SOURCE DATA section start

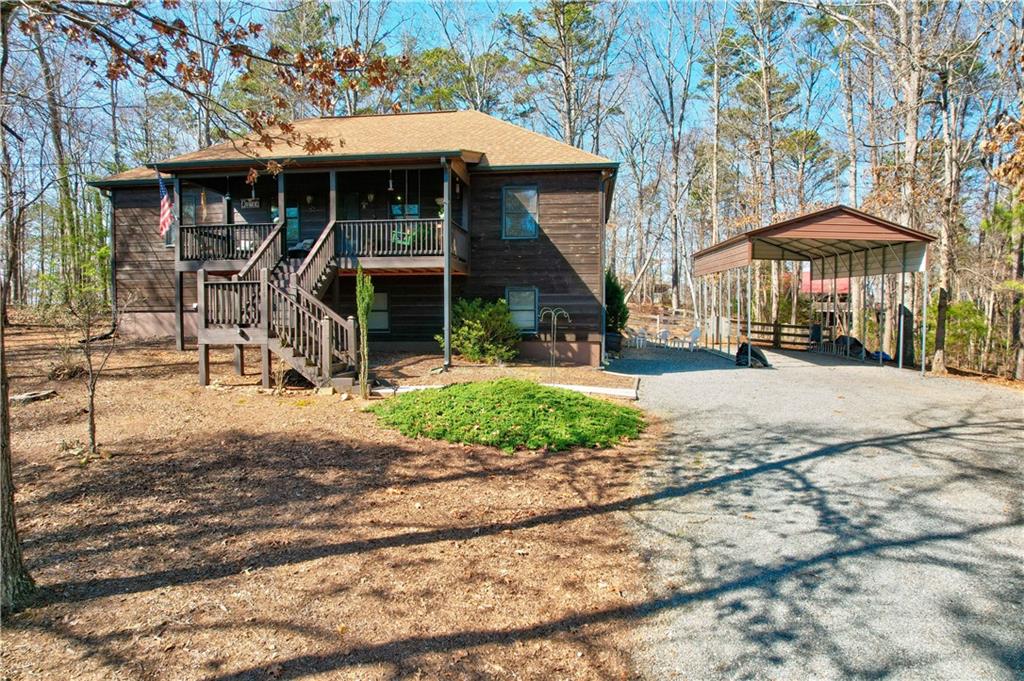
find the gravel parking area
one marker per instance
(830, 519)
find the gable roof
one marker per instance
(820, 236)
(483, 140)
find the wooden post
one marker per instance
(882, 307)
(179, 312)
(446, 246)
(353, 342)
(204, 349)
(204, 364)
(326, 348)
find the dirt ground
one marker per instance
(403, 369)
(227, 534)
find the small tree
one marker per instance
(89, 321)
(615, 311)
(16, 583)
(364, 303)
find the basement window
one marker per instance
(522, 304)
(380, 318)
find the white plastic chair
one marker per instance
(692, 340)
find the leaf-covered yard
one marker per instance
(236, 535)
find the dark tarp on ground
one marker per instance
(758, 357)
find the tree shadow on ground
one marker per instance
(241, 494)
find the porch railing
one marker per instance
(228, 303)
(221, 242)
(318, 261)
(390, 238)
(266, 255)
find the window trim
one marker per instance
(537, 192)
(386, 310)
(537, 306)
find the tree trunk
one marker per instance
(1017, 328)
(16, 583)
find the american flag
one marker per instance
(166, 215)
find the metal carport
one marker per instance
(839, 243)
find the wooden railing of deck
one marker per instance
(342, 331)
(221, 242)
(311, 329)
(266, 255)
(320, 259)
(228, 303)
(390, 238)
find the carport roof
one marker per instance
(838, 242)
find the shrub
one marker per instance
(615, 311)
(483, 331)
(511, 415)
(364, 303)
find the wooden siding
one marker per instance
(564, 262)
(414, 304)
(143, 265)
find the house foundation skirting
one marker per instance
(156, 325)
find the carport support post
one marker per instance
(924, 320)
(849, 300)
(863, 306)
(750, 312)
(882, 307)
(902, 294)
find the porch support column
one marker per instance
(281, 196)
(179, 314)
(446, 250)
(179, 278)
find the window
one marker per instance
(379, 320)
(519, 212)
(522, 303)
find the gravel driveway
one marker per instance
(828, 519)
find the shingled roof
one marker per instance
(487, 142)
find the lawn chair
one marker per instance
(692, 341)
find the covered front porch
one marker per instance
(382, 218)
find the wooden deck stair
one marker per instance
(274, 302)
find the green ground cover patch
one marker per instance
(511, 415)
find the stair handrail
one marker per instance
(320, 258)
(265, 254)
(341, 329)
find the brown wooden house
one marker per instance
(434, 206)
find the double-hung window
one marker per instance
(519, 216)
(522, 304)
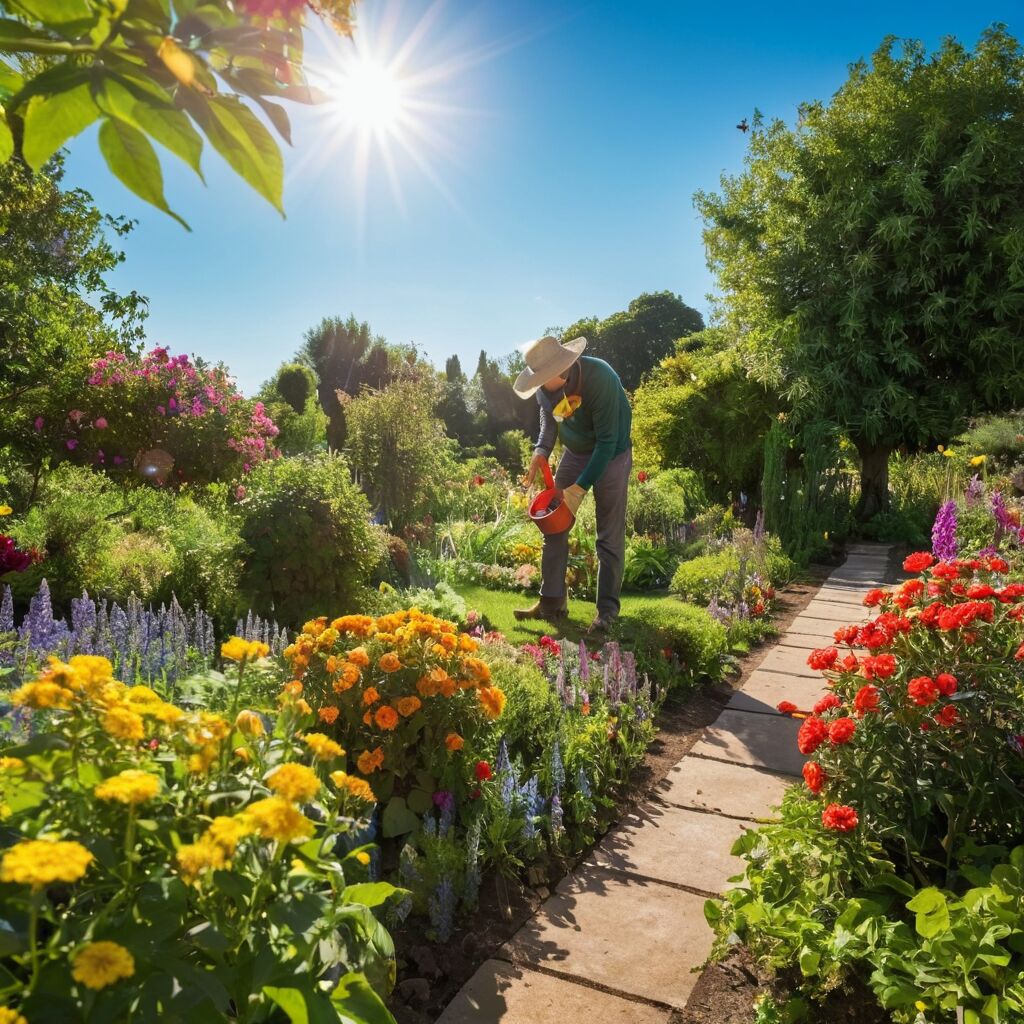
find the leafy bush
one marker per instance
(150, 872)
(309, 537)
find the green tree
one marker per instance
(635, 340)
(699, 410)
(156, 72)
(873, 256)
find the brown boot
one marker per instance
(551, 609)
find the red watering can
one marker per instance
(549, 510)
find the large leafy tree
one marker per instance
(636, 339)
(873, 255)
(156, 71)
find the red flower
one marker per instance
(841, 731)
(866, 699)
(814, 776)
(828, 701)
(822, 658)
(918, 562)
(812, 734)
(923, 691)
(839, 817)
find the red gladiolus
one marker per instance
(812, 734)
(822, 658)
(839, 817)
(828, 701)
(923, 691)
(814, 776)
(866, 699)
(841, 731)
(919, 561)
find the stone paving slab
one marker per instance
(670, 844)
(765, 689)
(712, 785)
(501, 991)
(762, 740)
(601, 928)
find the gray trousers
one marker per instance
(609, 500)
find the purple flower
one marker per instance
(944, 532)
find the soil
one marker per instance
(430, 974)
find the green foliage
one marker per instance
(700, 410)
(872, 254)
(152, 74)
(635, 340)
(309, 538)
(397, 446)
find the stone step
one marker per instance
(512, 994)
(602, 928)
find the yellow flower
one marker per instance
(131, 786)
(40, 862)
(195, 858)
(493, 700)
(101, 964)
(123, 724)
(294, 781)
(237, 649)
(353, 785)
(323, 747)
(226, 833)
(249, 724)
(42, 693)
(278, 819)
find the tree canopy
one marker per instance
(636, 339)
(872, 256)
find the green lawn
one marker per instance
(498, 606)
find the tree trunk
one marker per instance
(873, 479)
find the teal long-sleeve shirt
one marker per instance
(601, 425)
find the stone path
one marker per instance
(617, 940)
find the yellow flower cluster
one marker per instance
(101, 964)
(41, 862)
(131, 787)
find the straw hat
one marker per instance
(547, 358)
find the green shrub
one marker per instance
(660, 625)
(311, 545)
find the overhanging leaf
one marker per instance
(131, 158)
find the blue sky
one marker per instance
(565, 143)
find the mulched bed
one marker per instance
(430, 975)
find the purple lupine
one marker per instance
(974, 491)
(944, 532)
(441, 909)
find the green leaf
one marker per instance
(240, 137)
(51, 120)
(397, 818)
(132, 159)
(357, 1003)
(932, 912)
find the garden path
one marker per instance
(619, 938)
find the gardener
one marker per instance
(584, 406)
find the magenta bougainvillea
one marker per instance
(167, 420)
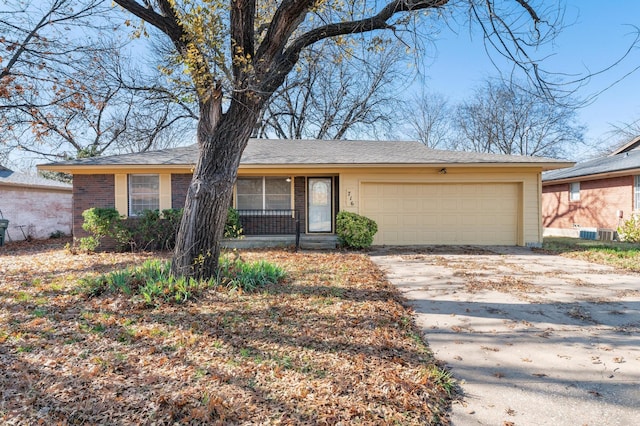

SOURCE DATA section end

AIM OF THE TASK: Each line that holds the word "post" should be extracted from the records.

WRITTEN REPLY:
find the wooden post
find the carport support post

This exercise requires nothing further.